Exercice proposé 1 =
Indiquez si chacune des affirmations suivantes est conforme au texte sur le plan climatique américain, en répondant par oui ou par non et en citant exactement les mots du texte qui tranchent : (a) le plan vise une baisse de 32 % des émissions des centrales électriques d’ici 2030 par rapport à 2005 ; (b) l’Union européenne s’est fixé une réduction de 40 % des émissions ; (c) l’objectif de 32 % permet de revenir au niveau de 1990.
Exercice proposé 2 =
Relevez toutes les années mentionnées dans le texte sur le plan climatique américain, dans l’ordre de leur première apparition.

Texte cité =
* * * * * * * * *

Le nouveau plan présenté en grandes pompes par le Président
Obama, le 3 août dernier, vise à réduire les émissions de GES générées par les
centrales électriques de 32% d’ici 2030 par rapport au niveau atteint en 2005.[i]
Ce secteur économique compte présentement pour 31% des émissions produites aux
les États-Unis.
Les objectifs formulés par l’administration sont peu
ambitieux, mal cachés qu’ils sont dans des lignes de communication vagues
(réductions de GES « sur l’ensemble de la durée du programme »,
plutôt que sur une base annuelle, multiplication du recours à l’éolien, mais à
partir d’un niveau négligeable aujourd’hui, etc.). Les énergies fossiles sont
loin d’être abandonnées dans cette vision pour 2030 qui ressemble étrangement
au statu quo. Nous avançons donc à grand pas, avec ce plan, vers un échec
patent pour la grande conférence des Nations Unies sur le climat qui se tiendra
à Paris cet automne.
Des objectifs
tristement modestes
Il s’agit du dernier volet d’un plan d’ensemble sur le
climat qui ne permettra pas (si on le combine aux autres annonces faites par
les principaux pays émetteurs) d’atteindre l’objectif de 2 degrés de
réchauffement identifié par les Nations Unies.[ii]
En fait, si les autres pays suivent l’exemple des États-Unis, on se dirige vers
une hausse de température de 3 à 4 degrés.[iii]
Sans oublier que cet objectif de 2 degrés est lui-même remis en question et
jugé insuffisant par des scientifiques de renom.[iv]
L’objectif de 32% de réduction par rapport à 2005 ne permet
même pas de rejoindre le niveau de 1990, le point de référence du protocole de
Kyoto. L’Union Européenne, où on émet déjà deux fois moins de CO2 per capita qu’aux
États-Unis, s’est donné comme objectif une réduction de 40% des émissions.[v]
Aussi, 17 États ont déjà atteint l’objectif prescrit par
l’Agence de protection de l’environnement (EPA).[vi]
Cette évolution a été encouragée par la récession de 2008, le faible coût du
gaz naturel (de schiste), ainsi que la surproduction de charbon causée par les
investissements massifs dans la période de croissance spectaculaire en Chine. De
plus, l’identification d’objectifs État par État signifie que ceux qui polluent
le plus vont pouvoir continuer à le faire indéfiniment, tandis que ceux qui ont
déjà accompli beaucoup se voient contraints de faire des efforts
supplémentaires. Encore une fois, la dynamique du système électoral l’emporte
sur la justice climatique élémentaire.

* * * * * * * * *

Entrées extraites =

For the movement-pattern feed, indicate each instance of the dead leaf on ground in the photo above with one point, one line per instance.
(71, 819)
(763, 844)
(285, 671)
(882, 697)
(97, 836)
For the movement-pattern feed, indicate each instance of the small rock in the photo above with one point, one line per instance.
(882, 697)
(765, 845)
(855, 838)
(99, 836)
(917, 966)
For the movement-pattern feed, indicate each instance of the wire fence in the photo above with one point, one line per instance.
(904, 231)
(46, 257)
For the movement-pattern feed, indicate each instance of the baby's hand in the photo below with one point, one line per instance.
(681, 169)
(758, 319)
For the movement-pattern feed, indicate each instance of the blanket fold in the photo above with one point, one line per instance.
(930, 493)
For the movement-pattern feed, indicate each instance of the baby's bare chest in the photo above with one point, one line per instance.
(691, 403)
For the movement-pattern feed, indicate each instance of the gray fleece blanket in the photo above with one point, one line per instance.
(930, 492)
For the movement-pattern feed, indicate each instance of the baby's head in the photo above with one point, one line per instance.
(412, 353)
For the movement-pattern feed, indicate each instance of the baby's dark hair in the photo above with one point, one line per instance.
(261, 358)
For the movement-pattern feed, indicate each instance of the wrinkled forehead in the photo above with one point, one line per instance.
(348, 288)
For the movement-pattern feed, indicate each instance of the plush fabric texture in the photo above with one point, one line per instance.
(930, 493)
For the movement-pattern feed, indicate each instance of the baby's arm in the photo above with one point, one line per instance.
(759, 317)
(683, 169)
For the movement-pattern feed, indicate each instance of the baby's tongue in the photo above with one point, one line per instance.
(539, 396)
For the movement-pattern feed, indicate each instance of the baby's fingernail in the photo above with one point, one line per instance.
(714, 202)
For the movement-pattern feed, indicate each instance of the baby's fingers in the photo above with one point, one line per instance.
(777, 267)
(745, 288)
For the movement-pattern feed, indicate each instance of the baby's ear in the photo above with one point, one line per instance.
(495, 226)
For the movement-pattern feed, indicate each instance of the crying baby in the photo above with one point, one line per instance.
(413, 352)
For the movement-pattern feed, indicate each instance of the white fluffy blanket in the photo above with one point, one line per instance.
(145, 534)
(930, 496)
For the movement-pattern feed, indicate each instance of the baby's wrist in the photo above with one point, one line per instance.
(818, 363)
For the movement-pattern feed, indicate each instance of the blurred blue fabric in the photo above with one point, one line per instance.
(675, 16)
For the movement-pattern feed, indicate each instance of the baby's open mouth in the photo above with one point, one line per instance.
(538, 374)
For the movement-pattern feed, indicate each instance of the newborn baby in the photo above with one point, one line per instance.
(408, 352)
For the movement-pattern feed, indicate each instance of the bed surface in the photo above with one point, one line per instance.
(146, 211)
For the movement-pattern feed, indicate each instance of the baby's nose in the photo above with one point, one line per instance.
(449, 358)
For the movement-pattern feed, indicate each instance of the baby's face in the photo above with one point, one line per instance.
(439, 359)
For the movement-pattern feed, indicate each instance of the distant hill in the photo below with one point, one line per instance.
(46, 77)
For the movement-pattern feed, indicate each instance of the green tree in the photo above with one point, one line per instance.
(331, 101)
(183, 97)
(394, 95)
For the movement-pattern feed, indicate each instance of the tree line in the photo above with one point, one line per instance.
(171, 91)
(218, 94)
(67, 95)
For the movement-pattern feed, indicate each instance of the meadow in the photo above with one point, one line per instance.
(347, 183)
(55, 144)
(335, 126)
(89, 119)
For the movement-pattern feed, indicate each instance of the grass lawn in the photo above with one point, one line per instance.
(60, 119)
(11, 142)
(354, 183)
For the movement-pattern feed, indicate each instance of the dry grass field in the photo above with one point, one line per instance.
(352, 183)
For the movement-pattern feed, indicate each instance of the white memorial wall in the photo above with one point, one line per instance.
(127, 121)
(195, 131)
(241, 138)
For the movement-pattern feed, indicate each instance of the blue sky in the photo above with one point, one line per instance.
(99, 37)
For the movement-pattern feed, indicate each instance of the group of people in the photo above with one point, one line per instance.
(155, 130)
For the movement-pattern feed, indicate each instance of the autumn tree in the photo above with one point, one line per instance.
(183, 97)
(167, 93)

* * * * * * * * *

Réponse finale 1 =
(a) Oui : « de 32% d’ici 2030 par rapport au niveau atteint en 2005 ».
(b) Oui : « s’est donné comme objectif une réduction de 40% des émissions ».
(c) Non : « ne permet même pas de rejoindre le niveau de 1990 ».

Réponse finale 2 =
2030, 2005, 1990, 2008